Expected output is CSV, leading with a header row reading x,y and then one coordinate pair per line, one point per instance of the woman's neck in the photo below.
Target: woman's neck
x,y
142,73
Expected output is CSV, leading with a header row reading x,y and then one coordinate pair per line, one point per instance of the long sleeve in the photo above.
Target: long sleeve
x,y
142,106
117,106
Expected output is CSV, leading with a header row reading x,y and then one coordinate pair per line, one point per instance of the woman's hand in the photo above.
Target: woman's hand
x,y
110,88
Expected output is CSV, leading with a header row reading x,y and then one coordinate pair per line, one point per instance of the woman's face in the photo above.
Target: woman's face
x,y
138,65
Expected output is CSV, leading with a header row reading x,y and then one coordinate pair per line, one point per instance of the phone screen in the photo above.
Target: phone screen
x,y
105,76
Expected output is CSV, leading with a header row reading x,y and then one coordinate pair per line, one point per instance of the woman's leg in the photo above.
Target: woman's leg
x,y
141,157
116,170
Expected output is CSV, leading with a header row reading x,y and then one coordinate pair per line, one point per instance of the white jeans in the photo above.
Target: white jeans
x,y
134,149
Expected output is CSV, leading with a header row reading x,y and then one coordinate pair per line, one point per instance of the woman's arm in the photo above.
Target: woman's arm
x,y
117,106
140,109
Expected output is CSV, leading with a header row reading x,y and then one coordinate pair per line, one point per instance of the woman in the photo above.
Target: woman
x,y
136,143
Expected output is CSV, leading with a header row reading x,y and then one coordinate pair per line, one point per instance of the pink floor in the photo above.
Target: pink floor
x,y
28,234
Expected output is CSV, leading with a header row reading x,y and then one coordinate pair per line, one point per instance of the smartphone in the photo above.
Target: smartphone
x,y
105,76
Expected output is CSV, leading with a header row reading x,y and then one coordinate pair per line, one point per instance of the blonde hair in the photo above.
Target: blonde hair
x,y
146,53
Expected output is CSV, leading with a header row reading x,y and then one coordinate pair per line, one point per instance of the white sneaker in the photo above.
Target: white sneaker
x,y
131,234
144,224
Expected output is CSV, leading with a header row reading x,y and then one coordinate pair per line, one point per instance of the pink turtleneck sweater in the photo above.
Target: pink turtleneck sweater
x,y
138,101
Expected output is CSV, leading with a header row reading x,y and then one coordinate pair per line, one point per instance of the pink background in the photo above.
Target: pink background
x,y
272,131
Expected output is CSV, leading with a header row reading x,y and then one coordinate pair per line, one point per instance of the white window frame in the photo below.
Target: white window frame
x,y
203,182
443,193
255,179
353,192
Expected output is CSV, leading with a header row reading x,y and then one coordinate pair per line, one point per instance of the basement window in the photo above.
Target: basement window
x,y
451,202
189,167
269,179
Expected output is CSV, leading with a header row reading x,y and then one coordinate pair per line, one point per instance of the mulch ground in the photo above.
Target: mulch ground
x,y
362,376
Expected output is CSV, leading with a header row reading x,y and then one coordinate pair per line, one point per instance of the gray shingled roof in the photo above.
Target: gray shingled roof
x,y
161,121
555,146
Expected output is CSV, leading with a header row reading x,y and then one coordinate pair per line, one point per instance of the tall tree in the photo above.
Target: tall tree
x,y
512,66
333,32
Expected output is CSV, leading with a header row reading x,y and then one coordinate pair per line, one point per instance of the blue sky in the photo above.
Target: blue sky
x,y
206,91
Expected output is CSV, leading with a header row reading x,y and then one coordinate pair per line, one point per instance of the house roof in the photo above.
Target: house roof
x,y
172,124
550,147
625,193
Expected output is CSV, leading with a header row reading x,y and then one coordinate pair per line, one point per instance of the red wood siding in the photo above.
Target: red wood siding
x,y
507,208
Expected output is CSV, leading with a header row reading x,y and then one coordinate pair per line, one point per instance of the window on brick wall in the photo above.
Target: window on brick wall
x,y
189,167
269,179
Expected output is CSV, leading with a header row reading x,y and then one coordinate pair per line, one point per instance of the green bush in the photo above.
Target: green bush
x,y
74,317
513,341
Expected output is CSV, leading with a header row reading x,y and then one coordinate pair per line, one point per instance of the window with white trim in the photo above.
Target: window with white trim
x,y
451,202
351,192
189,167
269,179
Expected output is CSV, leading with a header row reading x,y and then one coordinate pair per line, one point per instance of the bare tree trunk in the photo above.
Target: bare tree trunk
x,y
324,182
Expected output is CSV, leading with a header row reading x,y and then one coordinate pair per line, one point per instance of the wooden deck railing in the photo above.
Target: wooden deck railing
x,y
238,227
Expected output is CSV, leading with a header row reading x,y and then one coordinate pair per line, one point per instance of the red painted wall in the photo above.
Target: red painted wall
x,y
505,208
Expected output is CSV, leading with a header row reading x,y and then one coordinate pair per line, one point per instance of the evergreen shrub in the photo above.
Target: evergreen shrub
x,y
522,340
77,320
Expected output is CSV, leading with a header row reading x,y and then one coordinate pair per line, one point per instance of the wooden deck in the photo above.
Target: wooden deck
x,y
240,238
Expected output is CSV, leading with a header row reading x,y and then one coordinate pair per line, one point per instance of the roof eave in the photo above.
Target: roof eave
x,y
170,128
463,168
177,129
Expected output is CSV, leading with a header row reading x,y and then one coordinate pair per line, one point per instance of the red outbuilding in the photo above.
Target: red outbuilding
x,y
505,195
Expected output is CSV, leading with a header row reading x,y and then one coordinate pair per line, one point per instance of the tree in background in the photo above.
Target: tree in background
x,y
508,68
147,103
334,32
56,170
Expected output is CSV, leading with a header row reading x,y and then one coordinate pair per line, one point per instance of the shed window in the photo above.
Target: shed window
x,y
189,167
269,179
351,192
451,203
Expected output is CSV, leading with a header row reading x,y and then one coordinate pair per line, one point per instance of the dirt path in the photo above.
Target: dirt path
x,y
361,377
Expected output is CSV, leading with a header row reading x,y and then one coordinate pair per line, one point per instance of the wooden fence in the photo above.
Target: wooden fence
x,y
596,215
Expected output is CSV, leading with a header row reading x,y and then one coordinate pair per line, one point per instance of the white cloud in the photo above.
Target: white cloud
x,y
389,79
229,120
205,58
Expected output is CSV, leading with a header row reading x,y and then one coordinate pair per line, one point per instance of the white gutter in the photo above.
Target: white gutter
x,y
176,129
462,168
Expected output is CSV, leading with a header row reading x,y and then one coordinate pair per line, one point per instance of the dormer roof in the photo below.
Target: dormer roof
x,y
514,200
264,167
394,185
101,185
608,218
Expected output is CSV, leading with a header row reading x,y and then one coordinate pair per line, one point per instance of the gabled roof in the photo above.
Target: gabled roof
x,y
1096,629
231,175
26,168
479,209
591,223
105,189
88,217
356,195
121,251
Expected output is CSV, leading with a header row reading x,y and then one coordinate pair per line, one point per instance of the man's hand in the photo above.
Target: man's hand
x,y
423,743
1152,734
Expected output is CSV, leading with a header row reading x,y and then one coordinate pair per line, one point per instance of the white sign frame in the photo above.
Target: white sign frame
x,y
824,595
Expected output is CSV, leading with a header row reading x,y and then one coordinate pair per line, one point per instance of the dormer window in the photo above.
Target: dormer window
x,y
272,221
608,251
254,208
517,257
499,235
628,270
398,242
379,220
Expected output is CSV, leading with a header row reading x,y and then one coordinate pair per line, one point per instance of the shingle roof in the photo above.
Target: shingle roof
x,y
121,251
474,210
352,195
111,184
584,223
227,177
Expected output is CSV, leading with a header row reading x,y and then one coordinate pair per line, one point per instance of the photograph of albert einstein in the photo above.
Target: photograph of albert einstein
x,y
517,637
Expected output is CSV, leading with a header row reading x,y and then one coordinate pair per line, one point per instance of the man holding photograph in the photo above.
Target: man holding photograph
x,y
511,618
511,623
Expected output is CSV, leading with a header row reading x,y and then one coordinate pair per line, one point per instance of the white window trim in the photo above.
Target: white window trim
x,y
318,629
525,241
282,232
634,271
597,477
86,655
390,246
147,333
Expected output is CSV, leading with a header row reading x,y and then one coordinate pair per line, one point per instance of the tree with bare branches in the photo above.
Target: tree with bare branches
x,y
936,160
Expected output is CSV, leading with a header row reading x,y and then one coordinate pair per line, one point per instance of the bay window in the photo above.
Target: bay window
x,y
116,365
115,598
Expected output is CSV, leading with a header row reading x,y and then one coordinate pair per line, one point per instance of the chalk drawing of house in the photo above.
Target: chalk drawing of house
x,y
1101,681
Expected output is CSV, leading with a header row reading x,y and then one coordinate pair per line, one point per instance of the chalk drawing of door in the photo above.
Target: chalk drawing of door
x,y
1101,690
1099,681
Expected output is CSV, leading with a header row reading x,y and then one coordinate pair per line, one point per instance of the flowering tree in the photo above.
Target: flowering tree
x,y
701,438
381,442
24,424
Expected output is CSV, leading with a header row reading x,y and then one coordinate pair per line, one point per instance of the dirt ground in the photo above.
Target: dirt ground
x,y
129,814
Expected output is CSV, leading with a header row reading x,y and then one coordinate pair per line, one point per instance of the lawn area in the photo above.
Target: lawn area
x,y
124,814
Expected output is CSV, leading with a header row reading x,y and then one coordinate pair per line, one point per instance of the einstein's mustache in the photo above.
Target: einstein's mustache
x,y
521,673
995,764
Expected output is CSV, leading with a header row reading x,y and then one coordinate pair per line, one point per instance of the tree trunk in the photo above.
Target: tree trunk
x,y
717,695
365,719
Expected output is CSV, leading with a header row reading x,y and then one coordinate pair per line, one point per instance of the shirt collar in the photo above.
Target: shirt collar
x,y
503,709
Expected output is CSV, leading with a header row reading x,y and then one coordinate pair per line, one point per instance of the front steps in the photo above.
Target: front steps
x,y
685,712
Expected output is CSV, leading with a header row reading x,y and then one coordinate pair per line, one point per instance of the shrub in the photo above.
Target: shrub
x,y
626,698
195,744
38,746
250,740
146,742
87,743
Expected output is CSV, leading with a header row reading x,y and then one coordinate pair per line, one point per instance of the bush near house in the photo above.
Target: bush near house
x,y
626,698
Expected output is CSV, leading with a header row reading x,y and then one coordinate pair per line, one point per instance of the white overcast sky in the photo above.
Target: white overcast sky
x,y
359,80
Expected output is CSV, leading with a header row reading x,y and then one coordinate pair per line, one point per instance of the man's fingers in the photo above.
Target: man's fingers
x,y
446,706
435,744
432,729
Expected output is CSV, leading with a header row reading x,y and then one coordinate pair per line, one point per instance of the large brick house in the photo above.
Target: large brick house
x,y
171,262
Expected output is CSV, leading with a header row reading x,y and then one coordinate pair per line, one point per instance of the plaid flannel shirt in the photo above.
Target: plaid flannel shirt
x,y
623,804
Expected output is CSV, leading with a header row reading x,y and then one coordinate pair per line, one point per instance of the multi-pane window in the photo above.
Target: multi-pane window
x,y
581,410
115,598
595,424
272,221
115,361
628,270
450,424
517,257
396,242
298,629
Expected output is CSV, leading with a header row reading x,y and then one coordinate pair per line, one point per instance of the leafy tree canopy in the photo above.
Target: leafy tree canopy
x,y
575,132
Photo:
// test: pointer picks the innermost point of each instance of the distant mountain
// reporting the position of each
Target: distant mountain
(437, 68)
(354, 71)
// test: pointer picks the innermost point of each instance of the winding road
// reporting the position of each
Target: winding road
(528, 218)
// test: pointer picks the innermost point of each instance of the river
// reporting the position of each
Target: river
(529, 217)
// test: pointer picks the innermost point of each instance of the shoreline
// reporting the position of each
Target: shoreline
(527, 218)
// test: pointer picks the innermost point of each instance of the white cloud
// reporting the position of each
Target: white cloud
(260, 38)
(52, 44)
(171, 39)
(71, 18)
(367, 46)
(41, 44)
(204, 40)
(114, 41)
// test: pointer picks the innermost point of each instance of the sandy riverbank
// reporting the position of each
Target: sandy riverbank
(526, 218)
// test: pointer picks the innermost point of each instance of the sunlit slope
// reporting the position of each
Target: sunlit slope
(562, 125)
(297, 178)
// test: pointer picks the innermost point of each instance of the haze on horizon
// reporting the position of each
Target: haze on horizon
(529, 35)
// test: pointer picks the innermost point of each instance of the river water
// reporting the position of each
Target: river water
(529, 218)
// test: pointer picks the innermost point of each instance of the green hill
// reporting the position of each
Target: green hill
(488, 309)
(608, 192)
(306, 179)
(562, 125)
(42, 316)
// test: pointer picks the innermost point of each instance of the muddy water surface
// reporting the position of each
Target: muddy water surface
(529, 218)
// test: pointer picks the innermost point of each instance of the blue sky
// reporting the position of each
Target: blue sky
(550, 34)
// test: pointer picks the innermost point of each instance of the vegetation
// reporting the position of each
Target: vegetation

——

▸ EXERCISE BRIEF:
The expected answer is a copy of each line above containing "below".

▸ EXPECTED ANSWER:
Expected output is CSV, leading with a header row reading x,y and then one coordinate pair per line, one point per instance of the woman's neck in the photo below.
Expected output is CSV, leading with a header row reading x,y and then one coordinate pair per line, one point per instance of the white window frame in the photo below.
Expected output is CSV, leading with a header row reading x,y and then one coordinate pair per line, one point per instance of the dormer roof in the photo below.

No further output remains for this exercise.